(The task): Please copy all of the records below line for line, with every character unchanged.

(Saved data entries)
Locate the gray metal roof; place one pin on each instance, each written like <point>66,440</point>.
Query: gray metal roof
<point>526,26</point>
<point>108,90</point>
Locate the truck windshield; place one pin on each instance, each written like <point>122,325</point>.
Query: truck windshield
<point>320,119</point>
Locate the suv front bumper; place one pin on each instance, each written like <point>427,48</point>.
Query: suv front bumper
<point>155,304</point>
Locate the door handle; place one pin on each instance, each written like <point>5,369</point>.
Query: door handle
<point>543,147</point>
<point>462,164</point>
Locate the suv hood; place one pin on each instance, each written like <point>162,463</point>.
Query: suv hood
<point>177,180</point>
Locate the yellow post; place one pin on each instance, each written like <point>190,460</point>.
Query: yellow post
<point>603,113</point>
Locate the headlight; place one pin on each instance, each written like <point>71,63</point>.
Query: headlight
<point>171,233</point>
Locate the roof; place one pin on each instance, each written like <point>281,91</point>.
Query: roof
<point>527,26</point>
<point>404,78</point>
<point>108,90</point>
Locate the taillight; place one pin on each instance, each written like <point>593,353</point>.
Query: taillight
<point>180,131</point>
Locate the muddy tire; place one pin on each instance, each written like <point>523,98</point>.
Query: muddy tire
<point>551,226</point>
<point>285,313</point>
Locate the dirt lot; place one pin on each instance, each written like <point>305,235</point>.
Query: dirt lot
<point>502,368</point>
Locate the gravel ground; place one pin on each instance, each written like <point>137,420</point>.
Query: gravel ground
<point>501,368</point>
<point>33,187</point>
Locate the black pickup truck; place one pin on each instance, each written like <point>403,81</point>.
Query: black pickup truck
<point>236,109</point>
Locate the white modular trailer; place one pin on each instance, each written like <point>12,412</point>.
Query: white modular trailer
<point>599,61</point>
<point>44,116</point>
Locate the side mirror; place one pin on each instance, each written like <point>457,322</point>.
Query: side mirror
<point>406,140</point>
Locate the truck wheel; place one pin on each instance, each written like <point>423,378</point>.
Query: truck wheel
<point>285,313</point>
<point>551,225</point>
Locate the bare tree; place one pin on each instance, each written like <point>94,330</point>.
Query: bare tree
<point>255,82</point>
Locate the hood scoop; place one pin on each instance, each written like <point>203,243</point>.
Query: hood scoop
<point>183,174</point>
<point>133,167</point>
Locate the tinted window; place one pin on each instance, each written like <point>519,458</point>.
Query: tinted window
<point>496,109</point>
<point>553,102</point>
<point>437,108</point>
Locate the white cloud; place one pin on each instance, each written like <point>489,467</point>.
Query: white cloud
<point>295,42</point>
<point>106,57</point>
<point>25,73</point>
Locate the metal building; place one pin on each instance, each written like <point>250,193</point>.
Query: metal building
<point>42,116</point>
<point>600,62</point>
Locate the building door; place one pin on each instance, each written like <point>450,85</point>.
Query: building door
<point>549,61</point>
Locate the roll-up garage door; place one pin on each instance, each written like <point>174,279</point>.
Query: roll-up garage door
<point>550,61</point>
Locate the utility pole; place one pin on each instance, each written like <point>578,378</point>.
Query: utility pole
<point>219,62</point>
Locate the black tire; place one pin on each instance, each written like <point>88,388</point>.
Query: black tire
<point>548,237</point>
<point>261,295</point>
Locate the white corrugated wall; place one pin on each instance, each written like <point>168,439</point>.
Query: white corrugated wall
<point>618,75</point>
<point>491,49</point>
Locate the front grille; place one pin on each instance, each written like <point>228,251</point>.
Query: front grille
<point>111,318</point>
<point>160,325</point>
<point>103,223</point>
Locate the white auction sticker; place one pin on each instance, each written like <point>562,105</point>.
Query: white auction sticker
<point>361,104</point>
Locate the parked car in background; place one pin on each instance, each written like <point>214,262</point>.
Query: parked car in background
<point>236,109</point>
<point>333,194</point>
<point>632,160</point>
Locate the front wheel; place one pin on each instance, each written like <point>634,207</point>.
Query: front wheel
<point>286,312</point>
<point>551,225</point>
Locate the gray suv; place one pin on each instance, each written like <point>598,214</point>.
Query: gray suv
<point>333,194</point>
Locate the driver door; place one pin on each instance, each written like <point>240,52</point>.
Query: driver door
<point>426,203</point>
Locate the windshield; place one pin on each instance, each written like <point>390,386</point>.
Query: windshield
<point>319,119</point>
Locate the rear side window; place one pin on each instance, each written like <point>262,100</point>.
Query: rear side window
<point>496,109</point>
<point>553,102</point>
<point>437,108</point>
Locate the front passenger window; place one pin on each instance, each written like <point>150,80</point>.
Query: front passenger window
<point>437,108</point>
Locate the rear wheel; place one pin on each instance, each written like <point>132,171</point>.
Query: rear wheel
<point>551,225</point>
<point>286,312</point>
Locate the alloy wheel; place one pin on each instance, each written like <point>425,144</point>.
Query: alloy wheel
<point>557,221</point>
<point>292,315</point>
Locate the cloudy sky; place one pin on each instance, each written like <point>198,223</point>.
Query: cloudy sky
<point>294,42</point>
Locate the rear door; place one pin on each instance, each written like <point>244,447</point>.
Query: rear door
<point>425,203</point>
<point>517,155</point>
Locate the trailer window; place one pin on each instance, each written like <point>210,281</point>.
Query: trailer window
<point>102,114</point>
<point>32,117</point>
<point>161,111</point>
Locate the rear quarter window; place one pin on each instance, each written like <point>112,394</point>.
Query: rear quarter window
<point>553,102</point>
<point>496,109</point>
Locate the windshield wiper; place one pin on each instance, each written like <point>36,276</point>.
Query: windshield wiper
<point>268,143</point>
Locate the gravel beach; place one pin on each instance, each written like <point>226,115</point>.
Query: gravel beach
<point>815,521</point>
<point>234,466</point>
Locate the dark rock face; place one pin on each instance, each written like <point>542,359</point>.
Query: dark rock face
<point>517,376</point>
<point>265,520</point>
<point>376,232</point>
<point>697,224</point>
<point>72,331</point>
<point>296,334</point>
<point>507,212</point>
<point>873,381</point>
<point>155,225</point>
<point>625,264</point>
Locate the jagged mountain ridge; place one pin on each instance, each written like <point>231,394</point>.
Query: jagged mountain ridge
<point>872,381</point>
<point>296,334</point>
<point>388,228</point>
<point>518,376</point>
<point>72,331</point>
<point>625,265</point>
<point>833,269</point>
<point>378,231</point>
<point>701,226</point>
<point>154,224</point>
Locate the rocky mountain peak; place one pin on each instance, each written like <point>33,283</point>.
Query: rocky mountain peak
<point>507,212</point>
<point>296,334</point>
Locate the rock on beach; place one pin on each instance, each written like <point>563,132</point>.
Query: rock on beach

(Final answer):
Locate the gray metal roof; place one pin on each instance, each written like <point>66,440</point>.
Query: gray metal roof
<point>526,26</point>
<point>108,90</point>
Locate the truck windshield; place one pin on each instance, each written like <point>122,325</point>.
Query: truck windshield
<point>320,119</point>
Locate the suv front bumper; place one pin on each instance, each written like <point>427,48</point>.
Query: suv front bumper
<point>155,304</point>
Locate the door handle; place one pin on each instance, each written like <point>5,369</point>.
Query: door handle
<point>543,147</point>
<point>462,164</point>
Locate the suv hood; place one pin on each instance, each written like <point>162,463</point>.
Query: suv hood
<point>177,180</point>
Locate the yellow post; place one pin on each instance, each written like <point>190,460</point>.
Query: yellow post
<point>603,113</point>
Locate the headlight; place one pin on each instance, each written like <point>71,63</point>.
Query: headlight
<point>171,233</point>
Locate the roof; place one pin on each instance, each written like <point>281,91</point>.
Query: roof
<point>527,26</point>
<point>404,78</point>
<point>108,90</point>
Locate the taillight; place one pin on each instance, each written like <point>593,353</point>.
Query: taillight
<point>180,131</point>
Locate the muddy tire; place one pin on each instance, each written like <point>523,98</point>.
Query: muddy tire
<point>551,226</point>
<point>285,313</point>
Locate the dirt lot; place one pin on each instance, each written like <point>305,235</point>.
Query: dirt lot
<point>502,368</point>
Locate the gravel ground; place one pin on each instance, each written like <point>137,420</point>.
Query: gravel ground
<point>501,368</point>
<point>33,187</point>
Locate the black pickup truck; place one pin on each instance, each written like <point>403,81</point>.
Query: black pickup truck
<point>236,109</point>
Locate the white modular trailer; place one pin on each instance, each written like <point>12,412</point>.
Query: white modular trailer
<point>599,61</point>
<point>44,116</point>
Locate the side mirror; place one pin on each instance, each written like <point>457,322</point>.
Query: side mirror
<point>406,140</point>
Locate the truck wheel; place one pin on each instance, each written like <point>423,378</point>.
Query: truck wheel
<point>285,313</point>
<point>551,225</point>
Locate the bare tree; place one pin on each instance, each written like <point>94,330</point>.
Query: bare tree
<point>255,82</point>
Locate the hood scoop; place one pin on each instance, each written like <point>203,243</point>.
Query: hood scoop
<point>183,174</point>
<point>133,167</point>
Locate the tinted window; place one pin on each instance, each written like <point>519,458</point>.
Query: tinted window
<point>496,109</point>
<point>553,102</point>
<point>437,108</point>
Locate the white cloud; place one pin on each instance, each written like <point>489,467</point>.
Query: white cloud
<point>295,42</point>
<point>106,57</point>
<point>25,73</point>
Locate the metal building; place one pin on each instance, each written like <point>250,193</point>.
Query: metal building
<point>42,116</point>
<point>600,62</point>
Locate the building door; place one pin on each instance, each written like <point>450,85</point>.
Query: building door
<point>549,61</point>
Locate the roll-up garage door; place one pin on each instance, each written like <point>174,279</point>.
Query: roll-up garage door
<point>550,61</point>
Locate the utility pole; place one pin on each instance, each written like <point>578,378</point>.
Query: utility pole
<point>219,62</point>
Locate the black tire; place one pin on each instance, each written like <point>88,388</point>.
Query: black tire
<point>548,237</point>
<point>261,295</point>
Locate the white corrugated wall; place one pin on each instance, each written like <point>168,439</point>.
Query: white corrugated wall
<point>618,75</point>
<point>491,49</point>
Locate the front grille; place one pin on each instance, each written like <point>228,251</point>.
Query: front grille
<point>111,318</point>
<point>160,325</point>
<point>103,223</point>
Locate the white auction sticker; place one pin on each instance, each written like <point>562,105</point>.
Query: white auction sticker
<point>361,104</point>
Locate the parked car in background; place one pin on each instance, each written like <point>214,262</point>.
Query: parked car in background
<point>236,109</point>
<point>333,194</point>
<point>632,160</point>
Locate the front wheel; place one pin on each instance, each written like <point>634,207</point>.
Query: front wheel
<point>286,312</point>
<point>551,225</point>
Locate the gray suv; place one pin on each instance, each written like <point>598,214</point>.
Query: gray suv
<point>333,194</point>
Locate the driver door; place one pin on each instance, each written like <point>240,52</point>.
Query: driver door
<point>426,203</point>
Locate the windshield; place one pin on each instance, each written like <point>390,386</point>.
Query: windshield
<point>319,119</point>
Locate the rear side window; place one pin on each instance, each written like <point>262,100</point>.
Query: rear side window
<point>496,109</point>
<point>553,102</point>
<point>437,108</point>
Locate the front passenger window; place one pin on each instance, each written like <point>150,80</point>.
Query: front passenger window
<point>437,108</point>
Locate the rear wheel; place one pin on each instance, each written like <point>132,171</point>.
Query: rear wheel
<point>551,225</point>
<point>286,312</point>
Locate the alloy wheel; place one pin on each instance, each written like <point>425,144</point>.
Query: alloy wheel
<point>557,221</point>
<point>292,315</point>
Locate the cloudy sky; place one pin on each instance, each written like <point>198,223</point>.
Query: cloudy sky
<point>294,42</point>
Locate the rear door; place one pin on each instance, each written like <point>244,447</point>.
Query: rear door
<point>425,203</point>
<point>517,155</point>
Locate the trailer window; place one pin on each instance, each written like <point>210,281</point>.
Query: trailer window
<point>102,114</point>
<point>32,117</point>
<point>161,111</point>
Locate the rear quarter window; place one pin on each instance, each written like <point>112,394</point>.
Query: rear quarter window
<point>553,102</point>
<point>496,109</point>
Locate the windshield wiper; place one pin on each instance, each written like <point>36,276</point>.
Query: windshield wiper
<point>268,143</point>
Locate the gravel beach; place one pin on each instance, each written like <point>226,115</point>.
Query: gravel beach
<point>815,521</point>
<point>234,466</point>
Locate the dark rock face; place one pin on each instance, each written like <point>542,359</point>.
Query: dark rock face
<point>517,376</point>
<point>265,520</point>
<point>376,232</point>
<point>697,224</point>
<point>72,331</point>
<point>296,334</point>
<point>507,212</point>
<point>873,381</point>
<point>155,225</point>
<point>625,264</point>
Locate the jagged mountain ridge; place one pin on each instance, each written like <point>231,394</point>.
Query: jagged mountain ridge
<point>872,381</point>
<point>296,334</point>
<point>388,228</point>
<point>518,376</point>
<point>72,331</point>
<point>625,265</point>
<point>833,269</point>
<point>378,231</point>
<point>701,226</point>
<point>154,224</point>
Locate the rocky mountain peak; place one pin on each instance, each written like <point>33,283</point>.
Query: rocky mountain peak
<point>507,212</point>
<point>296,334</point>
Locate the rock on beach; place one pin on each instance, each written like <point>563,132</point>.
Query: rock on beach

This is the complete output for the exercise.